**À faire:** Mettez à jour le passage sur le variant Omicron, s'il vous plaît : recopiez le segment allant de « Probablement pas. Les » jusqu'à « et le Royaume-Uni. » en remplaçant « contagiosité » par « transmissibilité ».
---- Passage cité
Probablement pas. Les données disponibles suggèrent que le variant Omicron deviendra prépondérant et que malgré sa contagiosité très élevée, il est moins virulent que le variant précédent (Delta). Le lien entre le nombre de cas et celui des hospitalisations/décès s’est affaibli. La contagiosité plus importante se traduit par une augmentation des hospitalisations en valeur absolue, mais la vague pourrait s’avérer éphémère. Le nombre de nouveaux cas de Covid-19 a amorcé une décrue dans les pays touchés en premier par le variant Omicron, comme l’Afrique du Sud et le Royaume-Uni.

En dehors de la première vague, les actions ont rebondi en période de recrudescence des cas de Covid-19. Lors des trois mois qui ont suivi le début de la première vague (de février à avril 2020), les actions mondiales et les actions américaines ont généré un rendement total de respectivement -13,4% et -11,3%.
--------
---- Lignes fournies
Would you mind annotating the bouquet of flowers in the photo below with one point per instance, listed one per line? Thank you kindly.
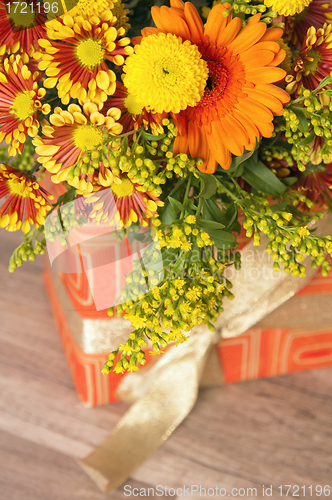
(213, 119)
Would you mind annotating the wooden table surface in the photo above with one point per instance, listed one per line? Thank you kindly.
(268, 432)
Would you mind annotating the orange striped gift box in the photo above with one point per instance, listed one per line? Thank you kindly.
(297, 336)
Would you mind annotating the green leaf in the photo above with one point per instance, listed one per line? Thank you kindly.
(279, 207)
(283, 145)
(176, 205)
(222, 239)
(209, 224)
(208, 185)
(262, 178)
(176, 192)
(237, 160)
(168, 216)
(303, 125)
(151, 137)
(231, 214)
(214, 212)
(289, 181)
(307, 140)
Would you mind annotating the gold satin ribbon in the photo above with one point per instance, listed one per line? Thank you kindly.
(153, 418)
(167, 391)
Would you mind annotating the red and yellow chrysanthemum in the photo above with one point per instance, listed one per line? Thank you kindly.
(69, 138)
(314, 61)
(133, 115)
(316, 14)
(20, 100)
(75, 56)
(123, 202)
(239, 100)
(22, 24)
(90, 8)
(25, 202)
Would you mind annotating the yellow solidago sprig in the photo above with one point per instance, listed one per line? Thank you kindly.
(75, 57)
(190, 293)
(289, 239)
(33, 244)
(241, 8)
(72, 143)
(287, 7)
(306, 125)
(166, 74)
(20, 101)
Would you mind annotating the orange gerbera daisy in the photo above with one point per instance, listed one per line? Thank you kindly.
(70, 144)
(24, 200)
(19, 102)
(75, 56)
(314, 61)
(123, 202)
(133, 115)
(22, 24)
(239, 101)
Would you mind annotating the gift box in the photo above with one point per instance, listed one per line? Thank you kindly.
(296, 336)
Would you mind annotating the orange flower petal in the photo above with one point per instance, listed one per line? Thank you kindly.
(275, 91)
(216, 22)
(265, 75)
(228, 135)
(194, 135)
(194, 23)
(279, 57)
(254, 19)
(265, 128)
(170, 21)
(254, 109)
(177, 4)
(253, 58)
(267, 100)
(248, 37)
(217, 147)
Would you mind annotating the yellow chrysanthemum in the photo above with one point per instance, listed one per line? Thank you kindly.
(120, 12)
(88, 8)
(287, 7)
(123, 202)
(166, 74)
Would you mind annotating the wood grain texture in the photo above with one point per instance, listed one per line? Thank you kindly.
(268, 432)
--------
**Solution ci-dessous:**
Probablement pas. Les données disponibles suggèrent que le variant Omicron deviendra prépondérant et que malgré sa transmissibilité très élevée, il est moins virulent que le variant précédent (Delta). Le lien entre le nombre de cas et celui des hospitalisations/décès s’est affaibli. La transmissibilité plus importante se traduit par une augmentation des hospitalisations en valeur absolue, mais la vague pourrait s’avérer éphémère. Le nombre de nouveaux cas de Covid-19 a amorcé une décrue dans les pays touchés en premier par le variant Omicron, comme l’Afrique du Sud et le Royaume-Uni.